**Information supplied**
★ ★ ★ ★ ★

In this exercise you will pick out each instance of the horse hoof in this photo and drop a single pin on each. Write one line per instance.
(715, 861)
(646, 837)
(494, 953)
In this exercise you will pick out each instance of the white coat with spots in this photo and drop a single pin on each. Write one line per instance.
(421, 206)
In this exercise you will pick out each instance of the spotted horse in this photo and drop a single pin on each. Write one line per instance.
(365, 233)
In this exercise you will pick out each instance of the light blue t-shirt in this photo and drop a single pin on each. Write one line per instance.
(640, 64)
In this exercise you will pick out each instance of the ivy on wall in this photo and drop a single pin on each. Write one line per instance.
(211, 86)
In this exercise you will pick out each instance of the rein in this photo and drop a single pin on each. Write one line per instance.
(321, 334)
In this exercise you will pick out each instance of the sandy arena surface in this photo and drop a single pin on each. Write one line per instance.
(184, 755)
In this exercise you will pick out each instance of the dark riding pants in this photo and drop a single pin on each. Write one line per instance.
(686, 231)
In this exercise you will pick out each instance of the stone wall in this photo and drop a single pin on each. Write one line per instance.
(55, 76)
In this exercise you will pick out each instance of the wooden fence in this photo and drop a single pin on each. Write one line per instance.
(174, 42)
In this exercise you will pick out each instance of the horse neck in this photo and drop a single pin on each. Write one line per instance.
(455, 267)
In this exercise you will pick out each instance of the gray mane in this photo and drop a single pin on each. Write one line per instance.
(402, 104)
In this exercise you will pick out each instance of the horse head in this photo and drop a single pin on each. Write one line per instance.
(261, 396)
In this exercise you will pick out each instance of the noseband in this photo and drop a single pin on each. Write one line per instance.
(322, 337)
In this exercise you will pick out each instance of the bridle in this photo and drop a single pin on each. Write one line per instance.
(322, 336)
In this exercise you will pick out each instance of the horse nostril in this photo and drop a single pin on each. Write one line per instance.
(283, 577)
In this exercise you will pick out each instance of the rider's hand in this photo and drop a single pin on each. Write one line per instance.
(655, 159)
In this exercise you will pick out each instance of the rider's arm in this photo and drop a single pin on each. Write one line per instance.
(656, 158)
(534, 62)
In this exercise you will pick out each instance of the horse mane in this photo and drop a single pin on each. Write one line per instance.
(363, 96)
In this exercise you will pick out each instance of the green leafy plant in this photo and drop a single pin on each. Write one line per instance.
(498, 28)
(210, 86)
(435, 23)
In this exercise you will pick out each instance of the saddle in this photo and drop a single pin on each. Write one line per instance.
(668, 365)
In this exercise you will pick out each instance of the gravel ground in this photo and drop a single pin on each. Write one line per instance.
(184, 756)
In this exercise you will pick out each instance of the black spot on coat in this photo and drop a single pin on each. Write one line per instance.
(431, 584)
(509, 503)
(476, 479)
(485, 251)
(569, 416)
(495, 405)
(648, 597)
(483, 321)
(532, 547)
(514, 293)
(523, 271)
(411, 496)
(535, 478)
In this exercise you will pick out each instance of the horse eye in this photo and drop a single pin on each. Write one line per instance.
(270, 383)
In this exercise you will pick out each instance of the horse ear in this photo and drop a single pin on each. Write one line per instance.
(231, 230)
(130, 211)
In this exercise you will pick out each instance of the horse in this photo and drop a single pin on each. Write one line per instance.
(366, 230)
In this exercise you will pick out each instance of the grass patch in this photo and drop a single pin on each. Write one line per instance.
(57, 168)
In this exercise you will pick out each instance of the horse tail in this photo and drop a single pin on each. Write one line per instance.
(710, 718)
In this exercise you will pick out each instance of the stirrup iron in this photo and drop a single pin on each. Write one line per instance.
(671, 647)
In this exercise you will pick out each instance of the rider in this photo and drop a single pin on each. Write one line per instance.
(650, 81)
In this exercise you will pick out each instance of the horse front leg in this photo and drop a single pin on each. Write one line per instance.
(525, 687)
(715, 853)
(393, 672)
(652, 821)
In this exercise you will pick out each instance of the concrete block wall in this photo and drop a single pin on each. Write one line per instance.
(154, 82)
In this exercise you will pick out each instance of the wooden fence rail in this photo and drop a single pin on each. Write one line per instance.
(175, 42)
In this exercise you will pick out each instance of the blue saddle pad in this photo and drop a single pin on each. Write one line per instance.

★ ★ ★ ★ ★

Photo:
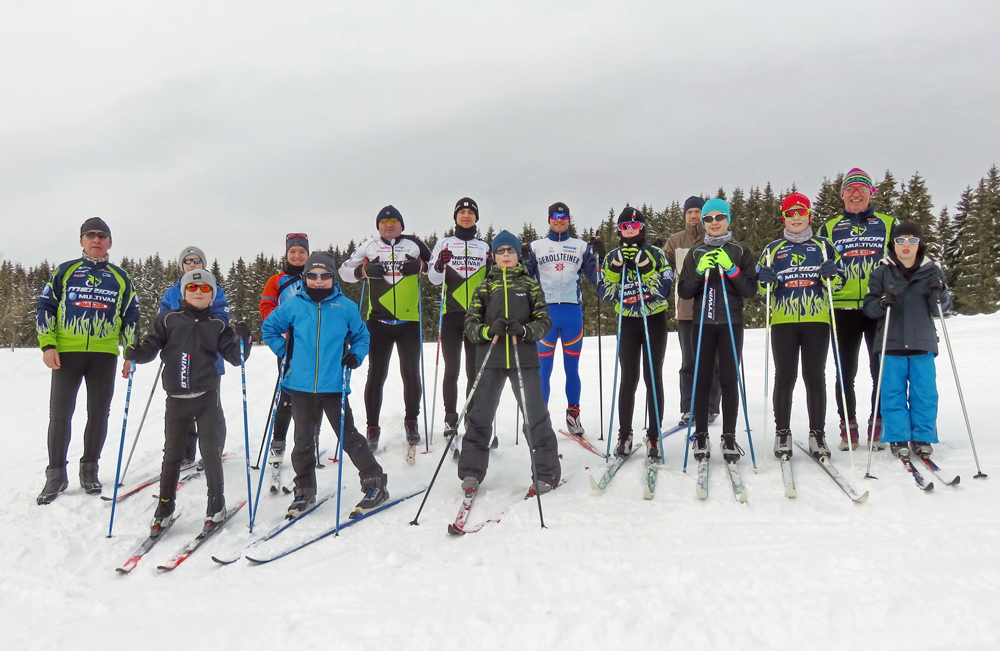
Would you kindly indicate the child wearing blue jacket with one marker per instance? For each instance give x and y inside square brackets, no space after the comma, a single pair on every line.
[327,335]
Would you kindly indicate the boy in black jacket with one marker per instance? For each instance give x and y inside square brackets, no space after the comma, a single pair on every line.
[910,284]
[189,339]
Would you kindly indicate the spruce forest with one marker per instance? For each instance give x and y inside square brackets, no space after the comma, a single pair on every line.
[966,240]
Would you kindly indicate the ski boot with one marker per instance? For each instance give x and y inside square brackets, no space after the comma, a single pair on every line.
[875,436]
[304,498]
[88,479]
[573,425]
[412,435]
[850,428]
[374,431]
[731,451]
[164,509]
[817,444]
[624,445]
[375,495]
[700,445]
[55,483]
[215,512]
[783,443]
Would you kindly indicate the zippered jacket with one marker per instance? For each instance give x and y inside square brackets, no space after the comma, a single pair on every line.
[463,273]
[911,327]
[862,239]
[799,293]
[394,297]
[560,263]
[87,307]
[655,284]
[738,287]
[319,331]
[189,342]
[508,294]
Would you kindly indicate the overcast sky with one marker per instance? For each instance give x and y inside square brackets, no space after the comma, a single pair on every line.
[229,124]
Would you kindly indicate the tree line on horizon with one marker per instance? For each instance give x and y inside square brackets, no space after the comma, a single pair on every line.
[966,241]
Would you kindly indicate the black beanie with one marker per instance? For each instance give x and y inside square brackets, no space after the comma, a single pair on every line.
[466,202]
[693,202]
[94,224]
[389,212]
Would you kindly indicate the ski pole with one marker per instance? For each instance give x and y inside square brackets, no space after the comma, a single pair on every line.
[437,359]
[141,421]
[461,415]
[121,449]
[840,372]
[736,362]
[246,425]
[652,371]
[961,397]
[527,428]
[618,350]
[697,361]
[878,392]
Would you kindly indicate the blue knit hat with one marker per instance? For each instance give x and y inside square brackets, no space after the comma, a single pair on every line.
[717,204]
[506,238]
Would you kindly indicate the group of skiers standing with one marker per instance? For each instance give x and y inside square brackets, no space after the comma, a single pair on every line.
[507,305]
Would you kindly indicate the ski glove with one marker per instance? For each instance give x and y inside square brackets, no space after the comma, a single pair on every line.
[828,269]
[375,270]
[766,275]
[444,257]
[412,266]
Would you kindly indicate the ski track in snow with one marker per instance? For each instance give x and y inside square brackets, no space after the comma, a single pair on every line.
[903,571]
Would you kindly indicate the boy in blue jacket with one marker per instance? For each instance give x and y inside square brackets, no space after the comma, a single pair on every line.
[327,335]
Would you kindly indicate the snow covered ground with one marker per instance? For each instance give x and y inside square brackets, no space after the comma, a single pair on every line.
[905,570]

★ ★ ★ ★ ★

**What is being asked**
Find every line in the listing above that contains the word "wooden" and copy each one. Case counts.

**Exercise solution**
In this exercise you will pick out each instance of the wooden fence in this photo and drop a single pin on each. Write one line per instance.
In this exercise you will pick out each instance of the wooden fence rail in this photo and drop a single pin on each. Write one line per instance.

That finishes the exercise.